Excerpt:

□ □ □ □

Every year, Greater Houston Sports Club hosts the Diamond Classic Sporting Clays Tournament. Notorious for its challenging target presentations and first class facilities and management, it is easily my favorite tournament of the year. Why is it my favorite? Because they give out "diamond" paper weights as trophies, duh... When I first started shooting I met this super cool guy named Brad Kidd Jr. He has a son who's about a year younger than my son Lawson and we became good friends and play date buddies. We would go shoot sometimes and hang out at his house with the kids. The first time I walked into his house I saw something that will forever be engrained in my mind. There at the center of his living space was a floor to ceiling, two story built in bookshelf filled with trophies. On almost every shelf I saw "diamonds" of varying sizes from the palm of your hand, all the way up to the size of a small melon. As my jaw recovered from its journey to the floor I was able to mask the giddiness in my voice when I asked him "Where did you get those?" That was the first time I heard about the Diamond Classic. In that moment I knew that I was going to win one.

□ □ □ □

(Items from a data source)
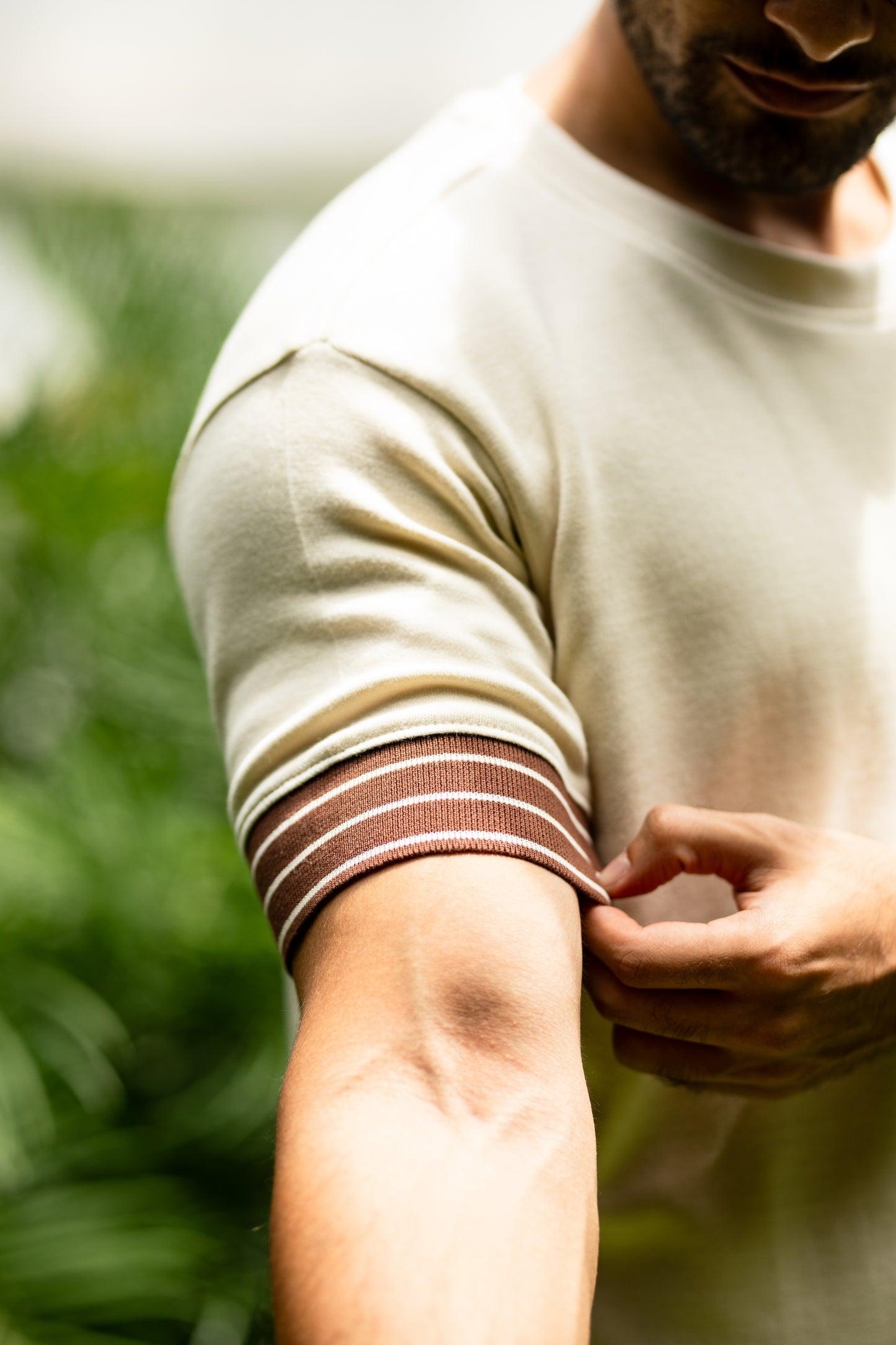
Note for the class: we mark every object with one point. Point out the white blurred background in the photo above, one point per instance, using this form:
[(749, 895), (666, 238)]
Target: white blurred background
[(199, 99)]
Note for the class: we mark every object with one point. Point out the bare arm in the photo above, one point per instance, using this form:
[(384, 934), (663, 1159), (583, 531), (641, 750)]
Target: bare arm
[(436, 1158)]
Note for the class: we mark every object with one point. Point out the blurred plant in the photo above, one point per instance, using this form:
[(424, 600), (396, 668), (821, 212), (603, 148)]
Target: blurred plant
[(140, 1024)]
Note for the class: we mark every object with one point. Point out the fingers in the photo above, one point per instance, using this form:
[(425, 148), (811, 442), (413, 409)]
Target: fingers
[(708, 1017), (703, 1067), (725, 954), (738, 846)]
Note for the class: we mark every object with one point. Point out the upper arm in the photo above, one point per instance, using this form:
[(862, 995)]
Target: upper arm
[(381, 666), (457, 972)]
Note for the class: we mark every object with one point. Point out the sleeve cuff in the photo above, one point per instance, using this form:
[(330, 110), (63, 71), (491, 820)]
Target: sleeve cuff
[(445, 794)]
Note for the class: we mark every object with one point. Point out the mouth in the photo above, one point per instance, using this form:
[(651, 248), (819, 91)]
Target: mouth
[(790, 96)]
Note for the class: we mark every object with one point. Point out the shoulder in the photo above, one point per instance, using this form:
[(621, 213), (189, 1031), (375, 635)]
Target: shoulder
[(390, 269)]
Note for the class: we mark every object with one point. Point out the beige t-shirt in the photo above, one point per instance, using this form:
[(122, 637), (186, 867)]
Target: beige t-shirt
[(511, 451)]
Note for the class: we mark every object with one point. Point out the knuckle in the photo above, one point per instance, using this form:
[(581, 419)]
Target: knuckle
[(784, 1035), (663, 822), (632, 967)]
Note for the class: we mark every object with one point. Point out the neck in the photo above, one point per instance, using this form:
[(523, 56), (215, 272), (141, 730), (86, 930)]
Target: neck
[(595, 92)]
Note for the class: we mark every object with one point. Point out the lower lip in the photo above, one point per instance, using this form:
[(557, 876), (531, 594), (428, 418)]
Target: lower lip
[(790, 101)]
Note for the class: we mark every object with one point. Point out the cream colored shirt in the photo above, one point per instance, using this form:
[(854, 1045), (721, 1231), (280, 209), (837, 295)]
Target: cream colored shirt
[(511, 445)]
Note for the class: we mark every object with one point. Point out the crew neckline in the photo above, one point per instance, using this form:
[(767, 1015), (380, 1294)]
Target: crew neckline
[(858, 287)]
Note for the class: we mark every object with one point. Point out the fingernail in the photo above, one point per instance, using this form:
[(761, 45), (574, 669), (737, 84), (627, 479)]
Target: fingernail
[(616, 872)]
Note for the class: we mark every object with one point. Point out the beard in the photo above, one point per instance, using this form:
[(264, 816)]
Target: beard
[(750, 148)]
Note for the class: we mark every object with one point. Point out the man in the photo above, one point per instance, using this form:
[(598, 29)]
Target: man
[(550, 479)]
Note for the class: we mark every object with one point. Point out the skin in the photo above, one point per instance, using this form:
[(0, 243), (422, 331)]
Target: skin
[(600, 94), (436, 1153), (436, 1171), (796, 989)]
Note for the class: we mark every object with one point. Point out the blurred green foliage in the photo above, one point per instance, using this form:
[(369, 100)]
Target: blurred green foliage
[(141, 1039)]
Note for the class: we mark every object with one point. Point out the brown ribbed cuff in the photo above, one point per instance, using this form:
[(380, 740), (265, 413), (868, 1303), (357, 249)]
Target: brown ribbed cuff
[(444, 794)]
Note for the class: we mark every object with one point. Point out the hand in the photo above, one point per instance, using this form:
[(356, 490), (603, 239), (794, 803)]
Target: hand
[(796, 988)]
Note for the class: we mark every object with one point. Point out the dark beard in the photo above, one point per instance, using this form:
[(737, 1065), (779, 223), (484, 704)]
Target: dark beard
[(758, 151)]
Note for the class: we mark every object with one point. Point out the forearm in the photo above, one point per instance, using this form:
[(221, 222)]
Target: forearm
[(433, 1186)]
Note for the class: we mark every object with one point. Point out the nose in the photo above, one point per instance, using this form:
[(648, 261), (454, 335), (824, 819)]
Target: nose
[(824, 27)]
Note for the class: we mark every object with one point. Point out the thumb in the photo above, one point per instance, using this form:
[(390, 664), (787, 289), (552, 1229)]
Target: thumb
[(742, 847)]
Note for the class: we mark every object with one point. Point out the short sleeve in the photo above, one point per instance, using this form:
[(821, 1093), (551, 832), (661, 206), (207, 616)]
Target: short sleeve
[(363, 610)]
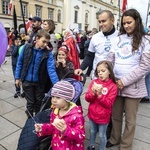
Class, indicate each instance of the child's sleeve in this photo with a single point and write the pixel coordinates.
(52, 69)
(46, 130)
(107, 100)
(89, 97)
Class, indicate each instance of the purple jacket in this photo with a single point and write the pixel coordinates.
(134, 81)
(74, 135)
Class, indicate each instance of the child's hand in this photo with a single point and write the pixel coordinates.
(38, 127)
(60, 124)
(17, 82)
(93, 89)
(97, 88)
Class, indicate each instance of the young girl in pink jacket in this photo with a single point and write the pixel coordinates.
(101, 95)
(66, 120)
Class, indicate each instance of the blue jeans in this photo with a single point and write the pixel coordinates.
(14, 69)
(147, 82)
(101, 129)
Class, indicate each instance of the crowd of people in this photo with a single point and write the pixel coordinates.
(120, 78)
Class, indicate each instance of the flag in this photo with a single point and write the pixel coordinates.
(15, 21)
(124, 5)
(9, 7)
(28, 23)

□ □ □ □

Task requirements:
1. What does the Diamond Classic post say the tournament gives out as trophies?
2. Using the Diamond Classic post, decide whether each statement agrees with it: (a) Greater Houston Sports Club hosts the tournament every year. (b) Brad Kidd Jr.'s son is about a year older than Lawson. (c) The bookshelf in Brad's house was one story tall. Answer yes or no for each, and quote the words that decide it.
3. Write what comes next in the Diamond Classic post, picking up after its final sentence.

Answer set:
1. "Diamond" paper weights.

2.
(a) Yes: "Every year, Greater Houston Sports Club hosts the Diamond Classic Sporting Clays Tournament."
(b) No: "He has a son who's about a year younger than my son Lawson."
(c) No: "a floor to ceiling, two story built in bookshelf filled with trophies."

3.
I won my first (and only as of today) Diamond. It was 2019, Sub Gauge D Class 3rd. I cried when I found out I had won it. It was my first Diamond and it was the first definable goal that I had ever placed on myself with shooting. I then went on to win D Class Lady 1st at Nationals a few weeks later. I was on fire that year. Why in particular you might ask? Well, that year I was fresh from a divorce which turned out to be one of the best things that could have happened for me. I had lost some extra weight on the breakup diet, I had been going to yoga at least 4 times a week, but most importantly of all, I had been practicing regularly. By regularly I mean at least 1-3 times per week most of the time. This recipe for success is not actually a recipe more like a summary of my emotional, physical, and technical wellbeing.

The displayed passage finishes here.